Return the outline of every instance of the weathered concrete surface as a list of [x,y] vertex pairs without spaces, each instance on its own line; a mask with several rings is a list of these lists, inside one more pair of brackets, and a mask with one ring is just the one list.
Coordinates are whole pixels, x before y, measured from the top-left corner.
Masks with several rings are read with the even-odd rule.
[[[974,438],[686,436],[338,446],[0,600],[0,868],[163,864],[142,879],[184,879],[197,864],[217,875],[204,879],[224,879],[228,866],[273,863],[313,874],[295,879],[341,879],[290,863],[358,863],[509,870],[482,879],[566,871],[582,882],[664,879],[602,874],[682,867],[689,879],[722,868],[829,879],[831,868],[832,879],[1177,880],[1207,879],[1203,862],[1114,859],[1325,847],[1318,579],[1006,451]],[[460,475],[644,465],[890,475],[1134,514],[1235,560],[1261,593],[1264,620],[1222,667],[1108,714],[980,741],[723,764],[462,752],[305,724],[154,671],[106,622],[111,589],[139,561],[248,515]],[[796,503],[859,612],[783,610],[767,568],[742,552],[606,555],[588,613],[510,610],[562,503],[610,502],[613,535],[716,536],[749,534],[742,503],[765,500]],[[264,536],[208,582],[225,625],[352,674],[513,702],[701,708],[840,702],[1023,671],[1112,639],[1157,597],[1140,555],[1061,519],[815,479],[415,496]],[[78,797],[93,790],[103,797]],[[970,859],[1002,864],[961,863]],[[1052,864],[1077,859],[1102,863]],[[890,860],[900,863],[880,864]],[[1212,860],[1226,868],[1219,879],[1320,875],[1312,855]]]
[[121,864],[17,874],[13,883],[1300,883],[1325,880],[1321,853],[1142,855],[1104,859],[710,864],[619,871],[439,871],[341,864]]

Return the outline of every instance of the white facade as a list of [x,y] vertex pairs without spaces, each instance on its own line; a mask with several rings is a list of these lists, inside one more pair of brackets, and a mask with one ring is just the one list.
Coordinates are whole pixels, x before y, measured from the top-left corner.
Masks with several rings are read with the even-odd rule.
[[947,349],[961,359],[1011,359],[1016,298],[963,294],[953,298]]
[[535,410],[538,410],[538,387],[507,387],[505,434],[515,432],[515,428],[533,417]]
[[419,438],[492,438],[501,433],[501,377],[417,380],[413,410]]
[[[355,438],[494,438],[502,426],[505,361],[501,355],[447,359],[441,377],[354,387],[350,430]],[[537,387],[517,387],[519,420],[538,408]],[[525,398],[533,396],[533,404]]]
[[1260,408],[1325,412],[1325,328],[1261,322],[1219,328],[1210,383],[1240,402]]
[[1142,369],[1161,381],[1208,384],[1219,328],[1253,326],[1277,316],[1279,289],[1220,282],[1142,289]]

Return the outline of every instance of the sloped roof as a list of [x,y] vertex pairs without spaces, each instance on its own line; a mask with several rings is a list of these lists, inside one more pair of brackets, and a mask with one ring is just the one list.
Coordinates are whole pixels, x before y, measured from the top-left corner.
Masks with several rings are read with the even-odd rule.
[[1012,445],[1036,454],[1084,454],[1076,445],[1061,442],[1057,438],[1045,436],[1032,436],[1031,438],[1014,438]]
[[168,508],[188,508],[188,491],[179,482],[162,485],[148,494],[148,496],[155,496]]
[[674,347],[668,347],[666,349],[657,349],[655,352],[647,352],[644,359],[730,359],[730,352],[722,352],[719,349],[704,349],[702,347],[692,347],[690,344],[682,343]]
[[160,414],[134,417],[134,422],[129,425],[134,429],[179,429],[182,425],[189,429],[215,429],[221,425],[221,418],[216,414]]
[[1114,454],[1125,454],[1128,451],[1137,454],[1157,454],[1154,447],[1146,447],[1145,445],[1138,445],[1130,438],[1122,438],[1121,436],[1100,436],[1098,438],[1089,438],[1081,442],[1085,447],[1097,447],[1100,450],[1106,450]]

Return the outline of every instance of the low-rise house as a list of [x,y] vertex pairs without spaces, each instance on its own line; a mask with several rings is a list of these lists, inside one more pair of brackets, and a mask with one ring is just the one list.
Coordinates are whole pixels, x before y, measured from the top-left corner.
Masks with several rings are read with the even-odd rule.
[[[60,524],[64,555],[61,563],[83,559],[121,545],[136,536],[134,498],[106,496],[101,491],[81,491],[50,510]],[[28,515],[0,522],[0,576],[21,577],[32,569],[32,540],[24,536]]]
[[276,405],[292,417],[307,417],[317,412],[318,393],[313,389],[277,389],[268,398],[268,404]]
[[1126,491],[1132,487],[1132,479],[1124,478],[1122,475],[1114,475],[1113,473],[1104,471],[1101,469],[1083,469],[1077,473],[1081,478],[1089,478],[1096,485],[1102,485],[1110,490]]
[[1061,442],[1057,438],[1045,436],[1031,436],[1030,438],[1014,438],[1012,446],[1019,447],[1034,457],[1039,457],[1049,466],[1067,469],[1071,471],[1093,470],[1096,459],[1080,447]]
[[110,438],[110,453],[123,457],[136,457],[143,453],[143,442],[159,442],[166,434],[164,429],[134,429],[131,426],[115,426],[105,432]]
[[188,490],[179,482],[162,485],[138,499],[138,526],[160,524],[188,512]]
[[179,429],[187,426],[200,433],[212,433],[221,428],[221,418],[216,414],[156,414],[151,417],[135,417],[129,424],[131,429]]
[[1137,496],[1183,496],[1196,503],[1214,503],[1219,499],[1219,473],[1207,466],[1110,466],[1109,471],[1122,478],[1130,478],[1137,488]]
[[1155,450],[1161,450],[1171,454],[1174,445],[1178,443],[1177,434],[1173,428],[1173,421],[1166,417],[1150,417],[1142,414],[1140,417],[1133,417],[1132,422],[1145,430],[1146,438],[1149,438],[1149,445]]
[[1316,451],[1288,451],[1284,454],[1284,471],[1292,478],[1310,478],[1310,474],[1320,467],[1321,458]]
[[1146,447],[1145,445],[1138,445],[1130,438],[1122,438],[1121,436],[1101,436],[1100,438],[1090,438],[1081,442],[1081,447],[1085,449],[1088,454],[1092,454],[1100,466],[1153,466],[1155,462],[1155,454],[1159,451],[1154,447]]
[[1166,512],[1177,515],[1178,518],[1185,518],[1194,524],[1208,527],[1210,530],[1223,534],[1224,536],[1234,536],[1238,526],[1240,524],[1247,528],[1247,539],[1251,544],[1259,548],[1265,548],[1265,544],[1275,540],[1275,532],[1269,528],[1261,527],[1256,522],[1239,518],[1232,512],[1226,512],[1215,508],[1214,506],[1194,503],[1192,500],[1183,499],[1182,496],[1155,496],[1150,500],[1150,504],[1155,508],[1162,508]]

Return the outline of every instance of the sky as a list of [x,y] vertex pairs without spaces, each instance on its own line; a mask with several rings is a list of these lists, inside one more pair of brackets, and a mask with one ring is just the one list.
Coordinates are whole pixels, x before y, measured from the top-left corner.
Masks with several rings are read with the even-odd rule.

────────────────────

### What you will do
Lay out every line of the material above as a numbered list, skipping the blank lines.

### Written solution
1. Return the outline of every instance of the weathered concrete surface as a list of [x,y] vertex pairs without spaces, each instance on its own line; a mask with several rings is a list of these lists, inside one more pair of brackets, and a mask with one ring is just the one list.
2. Coordinates are whole pixels, x before y, measured from the top-left corner.
3. Masks with several rings are read with the even-odd rule.
4. [[[974,438],[686,436],[338,446],[0,600],[0,868],[163,864],[142,879],[184,879],[197,864],[217,875],[204,879],[224,879],[228,866],[273,863],[313,874],[295,879],[341,879],[290,863],[358,863],[509,870],[482,879],[566,871],[582,882],[664,879],[602,874],[682,867],[689,879],[722,868],[829,879],[831,868],[832,879],[1177,880],[1207,879],[1203,862],[1114,859],[1325,847],[1318,579],[1006,451]],[[460,475],[644,465],[890,475],[1134,514],[1235,560],[1261,593],[1264,620],[1222,667],[1108,714],[980,741],[723,764],[462,752],[305,724],[154,671],[106,622],[111,589],[139,561],[248,515]],[[796,503],[859,612],[783,610],[767,568],[742,552],[606,555],[588,613],[510,610],[562,503],[610,502],[613,535],[716,536],[749,534],[742,503],[765,500]],[[264,536],[208,582],[225,625],[352,674],[513,702],[701,708],[840,702],[1023,671],[1112,639],[1157,597],[1140,555],[1061,519],[815,479],[415,496]],[[78,797],[93,790],[103,797]],[[970,859],[1002,864],[961,863]],[[1052,864],[1077,859],[1102,863]],[[890,860],[900,863],[880,864]],[[1212,860],[1226,868],[1219,879],[1320,875],[1312,855]]]
5. [[121,864],[17,874],[13,883],[1300,883],[1325,880],[1321,853],[1142,855],[1104,859],[710,864],[619,871],[439,871],[341,864]]
6. Return the outline of every instance of the white facade as a list of [x,y] vertex pairs without spaces, each instance on its own line; a mask with several rings is a list of these lists, inside one more pair of brackets, and a mask with one ring is just the one list.
7. Coordinates are whole pixels, x before y, measured from the top-left corner.
8. Masks with several rings are read with the even-odd rule.
9. [[947,349],[961,359],[1011,359],[1016,298],[963,294],[953,298]]
10. [[535,410],[538,410],[538,387],[507,387],[505,434],[515,432],[515,428],[533,417]]
11. [[419,438],[492,438],[501,433],[501,377],[417,380],[413,410]]
12. [[[355,438],[494,438],[502,426],[505,361],[501,355],[447,359],[441,377],[354,387],[350,430]],[[537,387],[517,387],[519,420],[538,408]],[[525,398],[533,396],[533,404]]]
13. [[1260,408],[1325,412],[1325,328],[1261,322],[1219,328],[1210,383],[1240,402]]
14. [[1142,369],[1161,381],[1208,384],[1219,328],[1253,326],[1277,316],[1279,289],[1220,282],[1142,289]]
15. Return the outline of every instance of the sloped roof as a list of [x,y] vertex pairs without spaces, each instance on its own line; a mask with several rings is a list of these lists, inside one more pair of brackets, and a mask with one ring is just the one list.
16. Coordinates are whole pixels, x before y, measured from the top-left corner.
17. Masks with several rings are read with the even-odd rule.
18. [[1012,445],[1036,454],[1084,454],[1076,445],[1061,442],[1057,438],[1045,436],[1032,436],[1031,438],[1014,438]]
19. [[168,508],[188,508],[188,491],[179,482],[162,485],[148,494],[148,496],[155,496]]
20. [[674,347],[668,347],[666,349],[657,349],[655,352],[647,352],[644,359],[730,359],[730,352],[722,352],[719,349],[704,349],[702,347],[692,347],[690,344],[682,343]]
21. [[160,414],[134,417],[134,422],[129,425],[134,429],[179,429],[182,425],[189,429],[215,429],[221,425],[221,418],[216,414]]
22. [[1114,454],[1125,454],[1128,451],[1137,454],[1157,454],[1154,447],[1146,447],[1145,445],[1138,445],[1130,438],[1122,438],[1121,436],[1100,436],[1098,438],[1089,438],[1081,442],[1085,447],[1097,447],[1100,450],[1106,450]]
23. Return the outline of every instance of the low-rise house as a list of [x,y] vertex pairs without spaces, each instance on its own line; a mask with several rings is a list of these lists, inside one more pair of brackets, and a mask with one ring is just the one list.
24. Coordinates are whole pixels, x before y, measured from the top-left corner.
25. Masks with several rings are read with the even-odd rule.
26. [[[60,524],[64,555],[61,563],[83,559],[121,545],[136,536],[134,498],[106,496],[101,491],[81,491],[50,510]],[[28,515],[0,522],[0,576],[21,577],[32,569],[32,540],[24,536]]]
27. [[276,405],[292,417],[307,417],[317,412],[318,393],[313,389],[277,389],[268,398],[268,404]]
28. [[1126,491],[1132,487],[1132,479],[1124,478],[1122,475],[1114,475],[1113,473],[1104,471],[1101,469],[1083,469],[1077,473],[1081,478],[1089,478],[1096,485],[1102,485],[1110,490]]
29. [[1061,442],[1057,438],[1045,436],[1031,436],[1030,438],[1014,438],[1012,446],[1019,447],[1034,457],[1039,457],[1049,466],[1067,469],[1071,471],[1093,470],[1096,459],[1080,447]]
30. [[110,438],[110,453],[123,457],[136,457],[143,453],[143,442],[159,442],[166,434],[164,429],[134,429],[131,426],[115,426],[105,432]]
31. [[188,490],[179,482],[162,485],[138,499],[138,526],[160,524],[188,512]]
32. [[179,429],[187,426],[200,433],[212,433],[221,428],[221,418],[216,414],[156,414],[151,417],[135,417],[129,424],[131,429]]
33. [[1137,496],[1183,496],[1196,503],[1214,503],[1219,499],[1219,473],[1207,466],[1110,466],[1109,471],[1122,478],[1130,478],[1137,488]]
34. [[1155,450],[1161,450],[1171,454],[1174,445],[1178,443],[1177,434],[1173,428],[1173,421],[1166,417],[1150,417],[1142,414],[1140,417],[1133,417],[1132,422],[1145,430],[1146,438],[1149,438],[1149,445]]
35. [[1316,451],[1288,451],[1284,454],[1284,471],[1292,478],[1310,478],[1310,474],[1320,467],[1321,458]]
36. [[1146,447],[1145,445],[1138,445],[1130,438],[1122,438],[1121,436],[1101,436],[1100,438],[1090,438],[1081,442],[1081,447],[1085,449],[1088,454],[1092,454],[1100,466],[1153,466],[1155,462],[1155,454],[1159,451],[1154,447]]
37. [[1166,512],[1177,515],[1178,518],[1185,518],[1194,524],[1208,527],[1210,530],[1223,534],[1224,536],[1234,536],[1238,526],[1240,524],[1247,528],[1247,539],[1251,544],[1259,548],[1265,548],[1265,544],[1275,540],[1275,532],[1269,528],[1261,527],[1256,522],[1239,518],[1232,512],[1226,512],[1215,508],[1214,506],[1194,503],[1192,500],[1183,499],[1182,496],[1155,496],[1150,500],[1150,504],[1155,508],[1162,508]]
38. Return the outline of every instance of the sky as a list of [x,y] vertex pairs without spaces, each instance on its own line; a mask with several rings is a list of these lists, inside one more pair of brackets, and a mask with one ring is just the one list.
39. Coordinates are whole pixels, x before y, measured from the top-left corner.
40. Masks with several rings are read with the even-odd rule.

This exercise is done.